Recopiez en entier, sans rien y changer, le texte ci-dessous sur la montagne qui a enseveli Plurs.

─── Extrait fourni

Cette montagne, donc, tomba avec une telle impétuosité sur cette pauvre ville qu’elle l’ensevelit sous ses tombes, {k} et tous ses habitants aussi, dans leurs beaux, riches et délicieux palais, à l’heure que la plupart étaient à table. Le village de Schilon, où il y avait 25 maisons, et la ville de Plurs, où il y en avait 125 avec 930 habitants, furent accablés et couverts sous cette puissante ruine, sans qu’aucun en soit échappé vif. Et comme la vallée était trop étroite pour contenir tout le corps et matière de cette montagne, une partie remonta en l’air contre l’autre quartier de la montagne, et vint retomber dans la rivière de Meire, de laquelle le cours fut retenu environ deux heures : ce qui donna grande frayeur à ceux de Chavenne, craignant une inondation quand ce torrent viendrait à se débonder ; mais il n’en survint autre < conséquence >, sinon qu’il s’en forma sur le lieu un lac de la longueur d’un quart d’heure, lequel s’y voit à présent. La longueur de cette ruine contient l’espace de demi-heure. {l} […]
Le mercredi, le peuple des environs, un peu remis de ce grand effroi, accourait à ce spectacle ; et au lieu d’y trouver une ville où il y avait deux églises paroissiales, et six autres, < ainsi > que monastères < et > qu’hôpitaux, dans une belle et agréable petite vallée, n’y trouva qu’une haute et épouvantable montagne, sans aucune marque ni trace de la précédente situation de la ville. »

──────
─── Données à vérifier

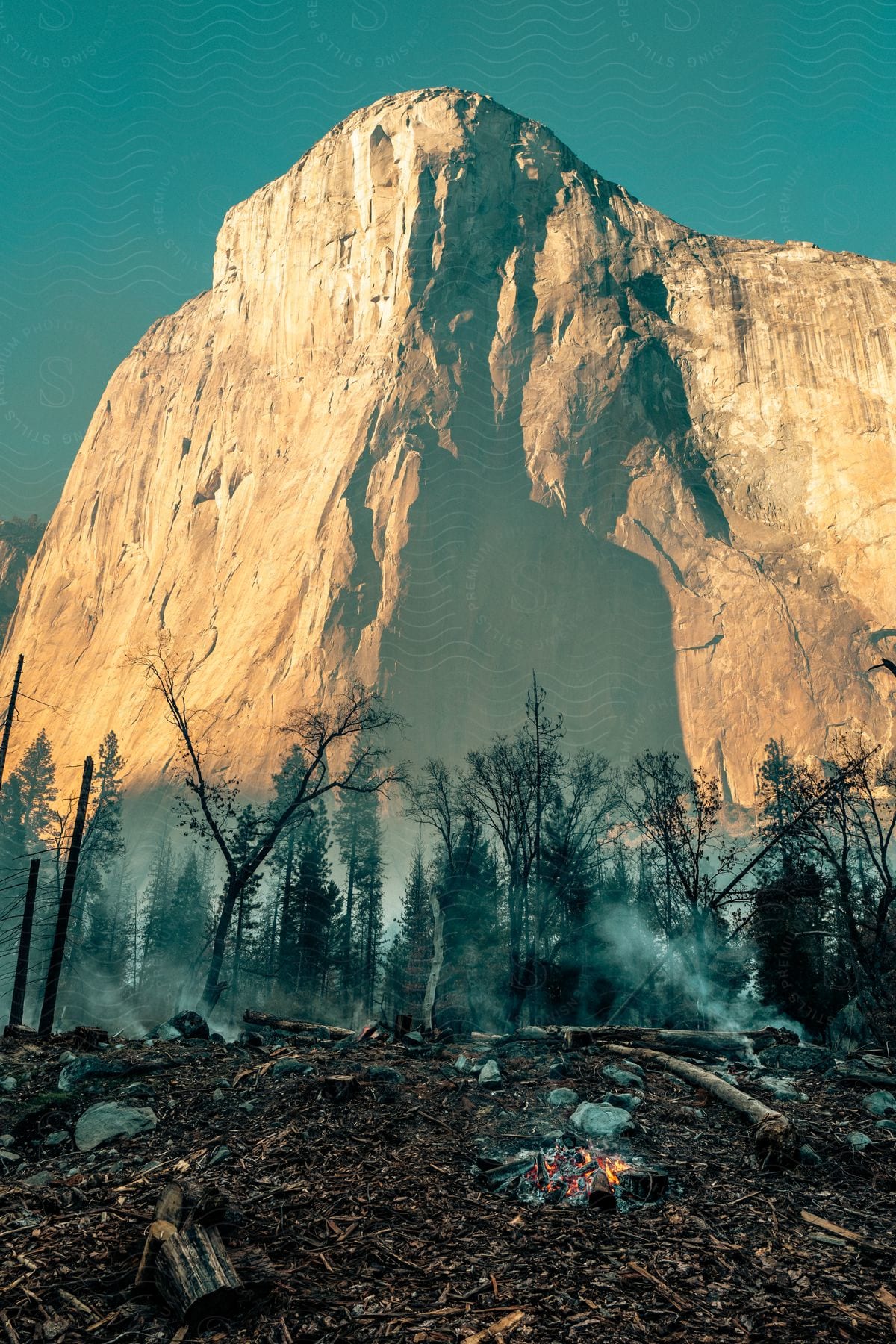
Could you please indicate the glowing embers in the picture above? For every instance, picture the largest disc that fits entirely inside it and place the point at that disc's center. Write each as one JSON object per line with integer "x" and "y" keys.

──────
─── Données à vérifier

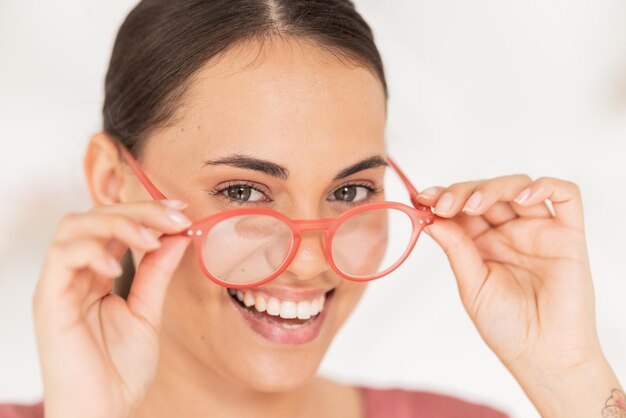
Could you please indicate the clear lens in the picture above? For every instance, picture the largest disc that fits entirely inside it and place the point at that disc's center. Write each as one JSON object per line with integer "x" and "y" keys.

──────

- **Résultat demandé**:
Cette montagne, donc, tomba avec une telle impétuosité sur cette pauvre ville qu’elle l’ensevelit sous ses tombes, {k} et tous ses habitants aussi, dans leurs beaux, riches et délicieux palais, à l’heure que la plupart étaient à table. Le village de Schilon, où il y avait 25 maisons, et la ville de Plurs, où il y en avait 125 avec 930 habitants, furent accablés et couverts sous cette puissante ruine, sans qu’aucun en soit échappé vif. Et comme la vallée était trop étroite pour contenir tout le corps et matière de cette montagne, une partie remonta en l’air contre l’autre quartier de la montagne, et vint retomber dans la rivière de Meire, de laquelle le cours fut retenu environ deux heures : ce qui donna grande frayeur à ceux de Chavenne, craignant une inondation quand ce torrent viendrait à se débonder ; mais il n’en survint autre < conséquence >, sinon qu’il s’en forma sur le lieu un lac de la longueur d’un quart d’heure, lequel s’y voit à présent. La longueur de cette ruine contient l’espace de demi-heure. {l} […]
Le mercredi, le peuple des environs, un peu remis de ce grand effroi, accourait à ce spectacle ; et au lieu d’y trouver une ville où il y avait deux églises paroissiales, et six autres, < ainsi > que monastères < et > qu’hôpitaux, dans une belle et agréable petite vallée, n’y trouva qu’une haute et épouvantable montagne, sans aucune marque ni trace de la précédente situation de la ville. »